■ Data supplied
————————

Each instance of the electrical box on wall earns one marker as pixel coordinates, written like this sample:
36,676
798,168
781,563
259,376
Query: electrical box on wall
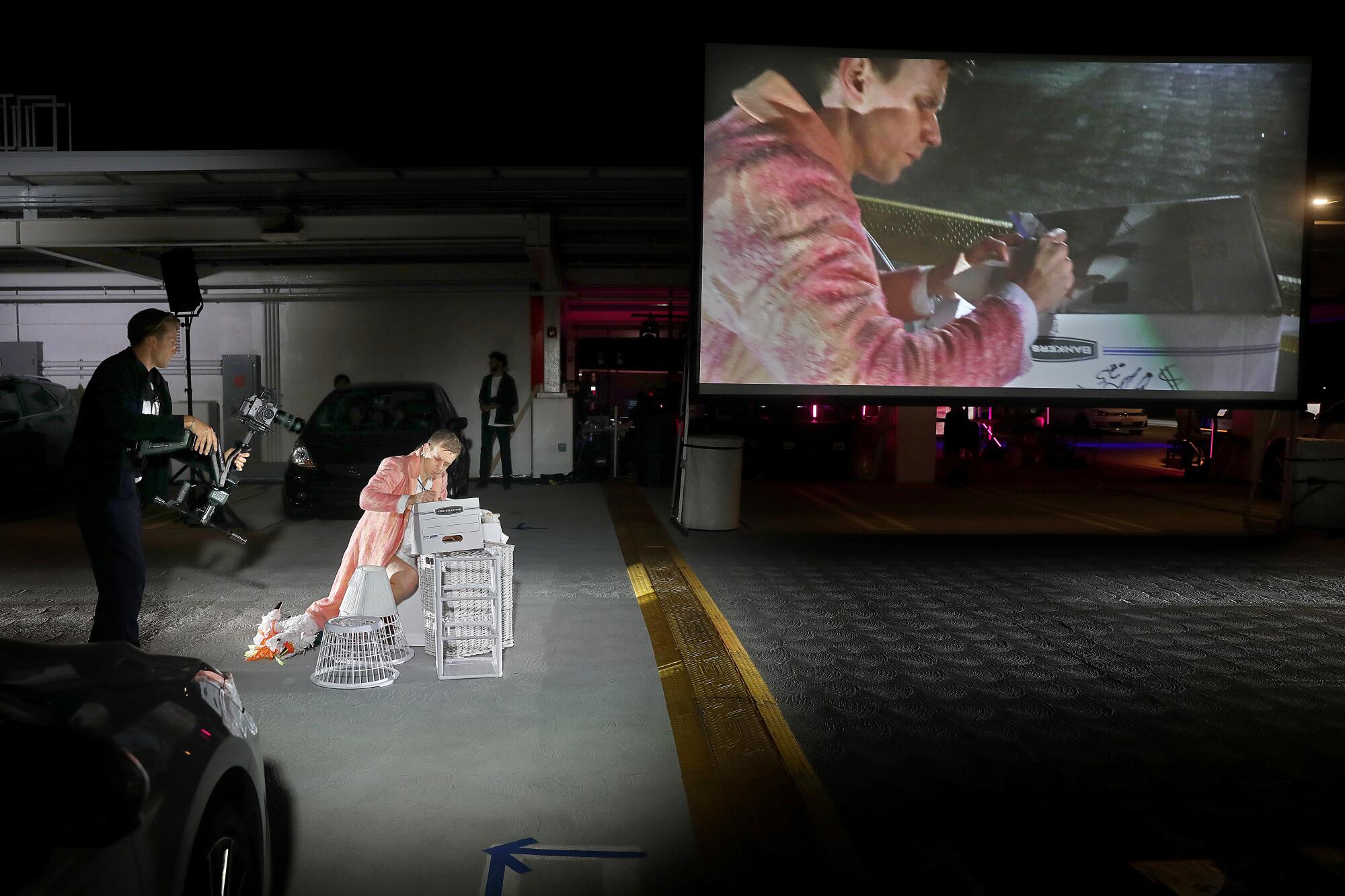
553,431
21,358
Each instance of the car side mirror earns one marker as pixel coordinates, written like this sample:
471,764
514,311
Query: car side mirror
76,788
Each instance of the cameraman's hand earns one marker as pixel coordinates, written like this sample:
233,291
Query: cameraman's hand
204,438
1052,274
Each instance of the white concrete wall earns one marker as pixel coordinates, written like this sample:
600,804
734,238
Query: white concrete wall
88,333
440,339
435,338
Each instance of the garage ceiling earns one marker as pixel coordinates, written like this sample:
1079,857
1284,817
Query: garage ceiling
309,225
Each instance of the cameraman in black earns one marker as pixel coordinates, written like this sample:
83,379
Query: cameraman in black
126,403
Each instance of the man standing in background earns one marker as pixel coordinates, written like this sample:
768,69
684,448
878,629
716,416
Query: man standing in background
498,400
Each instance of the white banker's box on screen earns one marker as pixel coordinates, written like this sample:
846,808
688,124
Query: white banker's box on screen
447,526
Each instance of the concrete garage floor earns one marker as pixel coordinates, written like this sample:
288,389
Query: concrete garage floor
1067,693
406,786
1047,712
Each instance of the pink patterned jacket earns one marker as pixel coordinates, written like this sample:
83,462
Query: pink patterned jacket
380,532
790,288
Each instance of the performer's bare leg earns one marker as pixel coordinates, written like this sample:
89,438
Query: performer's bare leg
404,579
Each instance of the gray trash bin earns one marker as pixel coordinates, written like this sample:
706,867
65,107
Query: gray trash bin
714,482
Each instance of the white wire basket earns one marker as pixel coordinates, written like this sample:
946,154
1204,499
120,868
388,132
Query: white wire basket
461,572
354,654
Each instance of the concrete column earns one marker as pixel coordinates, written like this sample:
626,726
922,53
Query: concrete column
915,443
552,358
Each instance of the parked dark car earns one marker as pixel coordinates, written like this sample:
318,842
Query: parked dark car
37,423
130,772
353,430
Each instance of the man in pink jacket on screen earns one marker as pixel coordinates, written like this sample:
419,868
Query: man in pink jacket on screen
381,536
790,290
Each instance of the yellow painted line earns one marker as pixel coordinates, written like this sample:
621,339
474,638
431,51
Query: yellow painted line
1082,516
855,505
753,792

————————

■ Objective
Convert every line of the records above into a JSON list of strings, one string per line, omitting blank lines and the pictures.

■ Output
[
  "Each instance of the electrical box on wall earns one marker as pixel coordinates, written like this sample:",
  "36,676",
  "798,168",
  "781,563",
  "259,376",
  "Query: electrical box on wall",
  "553,431",
  "21,358",
  "Each instance of the car side mirror earns one marker as pixel coordinates, written like this sample:",
  "471,764",
  "514,311",
  "Query: car side mirror",
  "76,788",
  "Each instance of the cameraman's hand earns one marker as pixel coordinates, written like this sample:",
  "233,291",
  "Query: cameraman's hand",
  "204,438",
  "1052,274",
  "Each instance of the white concrete wall earns one marker as pixel coordinates, written like this sample:",
  "600,804",
  "734,238",
  "Query: white concrete wall",
  "88,333",
  "440,339",
  "435,338",
  "Each instance of the garage ceiling earns one marker as pixel coordinates, written like this sample:",
  "1079,857",
  "1284,817",
  "Query: garage ceiling",
  "309,225",
  "Each instance of the cameraman in black earns one marker as pixel coordinates, written like this sample:",
  "83,379",
  "Query: cameraman in black",
  "126,403",
  "Each instance of the man standing in background earns one marker as pixel coordinates, written like this sample:",
  "768,69",
  "684,448",
  "878,629",
  "716,416",
  "Query: man standing in background",
  "498,400",
  "Each instance of the white banker's box on screen earns one marker as pixel coordinates, written like this sample:",
  "846,808",
  "688,124",
  "Query: white banker's box on screen",
  "447,526",
  "Each instance of the concrete garage floor earns one marker as pixel coordinates, written like this sample:",
  "288,389",
  "Query: concrete garage floor",
  "1067,693",
  "406,786",
  "1047,712",
  "Each instance of the pink patterned jacket earns one marker as pixel coordinates, written like this sample:",
  "83,462",
  "Query: pink patterned jacket",
  "380,532",
  "790,288",
  "Each instance of the performer's bare leg earns one marker as pixel coordinates, written like this sample:",
  "89,438",
  "Query: performer's bare leg",
  "404,579",
  "Each instance of the gray trash bin earns one marker as pixel coordinates, written like this sample:",
  "706,867",
  "65,107",
  "Query: gray trash bin",
  "714,482",
  "Each instance of the white wire basket earns one marker as pixel coordinates, written like this sample:",
  "946,154",
  "1204,499",
  "120,868",
  "388,132",
  "Query: white wire basket",
  "461,572",
  "354,654",
  "Each instance of the concrete column earns one marker as pixel coordinates, written like this sample:",
  "626,726",
  "922,53",
  "Query: concrete column",
  "915,443",
  "552,358",
  "Each instance of the parked dark car earns one marker as pixel coordinates, written like this sample:",
  "318,842",
  "Query: parked dark car",
  "37,423",
  "130,772",
  "353,430",
  "Each instance of the man in pink jacket on screen earns one marker as pixel coordinates, written like this sample:",
  "419,868",
  "Query: man in pink jacket on screen",
  "381,536",
  "790,290",
  "Each instance of the yellow painted line earns one marker as pixel coordinates, written like this sample:",
  "621,339",
  "474,638",
  "431,51",
  "Query: yellow painted line",
  "1082,516",
  "855,505",
  "753,792"
]